◆ Task statement ◆
Your response should be the complete data, transcribed exactly.

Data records
==========

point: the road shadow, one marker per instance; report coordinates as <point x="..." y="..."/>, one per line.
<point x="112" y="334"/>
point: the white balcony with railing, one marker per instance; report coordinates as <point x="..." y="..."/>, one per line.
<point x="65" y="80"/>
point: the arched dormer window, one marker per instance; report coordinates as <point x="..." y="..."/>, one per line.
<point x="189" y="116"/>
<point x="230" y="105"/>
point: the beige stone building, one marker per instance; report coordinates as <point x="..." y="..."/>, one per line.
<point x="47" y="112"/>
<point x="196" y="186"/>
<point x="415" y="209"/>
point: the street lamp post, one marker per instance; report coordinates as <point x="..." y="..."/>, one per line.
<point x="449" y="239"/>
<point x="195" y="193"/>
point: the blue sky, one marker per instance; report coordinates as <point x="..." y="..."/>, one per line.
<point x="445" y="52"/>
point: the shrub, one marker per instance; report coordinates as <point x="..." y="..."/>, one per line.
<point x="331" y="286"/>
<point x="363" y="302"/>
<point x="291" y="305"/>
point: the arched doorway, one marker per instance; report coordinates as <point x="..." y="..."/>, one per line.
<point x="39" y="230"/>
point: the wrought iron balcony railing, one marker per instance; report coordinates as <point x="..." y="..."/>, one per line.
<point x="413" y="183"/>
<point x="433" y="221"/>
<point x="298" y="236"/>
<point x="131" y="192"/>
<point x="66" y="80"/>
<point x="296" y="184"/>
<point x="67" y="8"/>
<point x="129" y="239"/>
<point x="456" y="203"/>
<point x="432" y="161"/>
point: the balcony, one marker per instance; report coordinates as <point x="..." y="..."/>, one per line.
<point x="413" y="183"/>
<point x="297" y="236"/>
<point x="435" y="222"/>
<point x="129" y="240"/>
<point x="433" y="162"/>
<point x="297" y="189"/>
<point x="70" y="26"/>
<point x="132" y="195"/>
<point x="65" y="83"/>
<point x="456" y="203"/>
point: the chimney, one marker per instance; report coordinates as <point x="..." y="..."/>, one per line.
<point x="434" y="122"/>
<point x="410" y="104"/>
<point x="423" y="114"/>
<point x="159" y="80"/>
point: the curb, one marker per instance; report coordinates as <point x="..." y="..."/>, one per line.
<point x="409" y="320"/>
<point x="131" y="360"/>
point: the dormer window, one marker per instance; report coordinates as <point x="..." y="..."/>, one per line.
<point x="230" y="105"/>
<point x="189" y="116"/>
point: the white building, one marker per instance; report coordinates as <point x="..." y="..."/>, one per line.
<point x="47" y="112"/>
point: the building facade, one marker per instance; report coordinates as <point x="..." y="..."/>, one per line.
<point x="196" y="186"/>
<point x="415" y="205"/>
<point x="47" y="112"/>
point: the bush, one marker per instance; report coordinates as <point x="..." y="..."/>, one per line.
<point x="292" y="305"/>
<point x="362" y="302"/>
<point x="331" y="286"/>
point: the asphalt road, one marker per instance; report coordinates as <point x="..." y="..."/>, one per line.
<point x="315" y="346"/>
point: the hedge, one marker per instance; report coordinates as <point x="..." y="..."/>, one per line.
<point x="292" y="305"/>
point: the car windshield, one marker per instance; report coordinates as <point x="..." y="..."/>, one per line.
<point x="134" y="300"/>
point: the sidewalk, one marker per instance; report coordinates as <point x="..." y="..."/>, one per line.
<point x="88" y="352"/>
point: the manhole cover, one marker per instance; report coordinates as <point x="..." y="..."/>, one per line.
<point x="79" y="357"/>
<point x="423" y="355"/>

==========

◆ The answer ◆
point: the road shadow, one marker per instance; report coordinates as <point x="..." y="..."/>, one per line.
<point x="112" y="334"/>
point: the white balcony with railing, one marker per instance; report coordinates as <point x="..." y="..."/>, one per line.
<point x="65" y="80"/>
point: the arched dormer window, one marker per instance; report coordinates as <point x="..." y="..."/>, one per line.
<point x="189" y="116"/>
<point x="230" y="105"/>
point: the beige stone building, one marker per instance; report coordinates as <point x="..." y="..."/>, one per line.
<point x="47" y="112"/>
<point x="196" y="186"/>
<point x="415" y="209"/>
point: the street lamp post, one marker per instance; report coordinates as <point x="..." y="..."/>, one per line.
<point x="449" y="239"/>
<point x="195" y="193"/>
point: the blue sky, one marker per instance; report coordinates as <point x="..." y="..."/>, one per line.
<point x="445" y="52"/>
point: the shrub, one marker per instance; report coordinates as <point x="..." y="..."/>, one per line.
<point x="331" y="286"/>
<point x="363" y="302"/>
<point x="291" y="305"/>
point: the arched doorway, one marker per instance; report coordinates as <point x="..." y="..."/>, one per line.
<point x="39" y="230"/>
point: the wrought iron balcony railing, one marker per instance; report coordinates as <point x="..." y="..."/>, one per line.
<point x="413" y="183"/>
<point x="433" y="221"/>
<point x="298" y="236"/>
<point x="131" y="192"/>
<point x="66" y="80"/>
<point x="296" y="184"/>
<point x="67" y="8"/>
<point x="129" y="239"/>
<point x="456" y="203"/>
<point x="432" y="161"/>
point: the balcony, one marker per instance; report coordinates as <point x="..." y="..."/>, one per line.
<point x="413" y="183"/>
<point x="297" y="236"/>
<point x="435" y="222"/>
<point x="129" y="240"/>
<point x="433" y="162"/>
<point x="297" y="189"/>
<point x="70" y="26"/>
<point x="132" y="195"/>
<point x="65" y="83"/>
<point x="456" y="203"/>
point: the chimney, one marker per instance; report coordinates as <point x="..." y="..."/>, one per line.
<point x="434" y="122"/>
<point x="410" y="104"/>
<point x="423" y="114"/>
<point x="159" y="80"/>
point: the curb, one marker per instance; report coordinates as <point x="..." y="..."/>, one per line.
<point x="409" y="320"/>
<point x="131" y="360"/>
point: the dormer window, one marker per instance; report coordinates as <point x="..." y="..."/>, one per line.
<point x="230" y="105"/>
<point x="189" y="116"/>
point: the white building, one marker per instance; report coordinates as <point x="..." y="..."/>, one per line.
<point x="47" y="112"/>
point: the building facade, one marker per instance; report coordinates as <point x="..." y="..."/>, one per line.
<point x="196" y="186"/>
<point x="415" y="205"/>
<point x="47" y="112"/>
point: the bush, one marker per instance; report coordinates as <point x="..." y="..."/>, one per line.
<point x="292" y="305"/>
<point x="362" y="302"/>
<point x="331" y="286"/>
point: the asphalt road, one marker per instance; report coordinates as <point x="..." y="..."/>, one per line.
<point x="315" y="346"/>
point: the hedge, one marker per instance; report coordinates as <point x="..." y="..."/>, one per line.
<point x="292" y="305"/>
point: the car windshield, one marker per instance; report coordinates as <point x="..." y="..."/>, one per line.
<point x="134" y="300"/>
point: the sidewalk, one marker per instance; report coordinates as <point x="..." y="..."/>, one per line.
<point x="88" y="352"/>
point: the manhole cover, one marker per instance; report coordinates as <point x="..." y="..."/>, one per line.
<point x="79" y="357"/>
<point x="423" y="355"/>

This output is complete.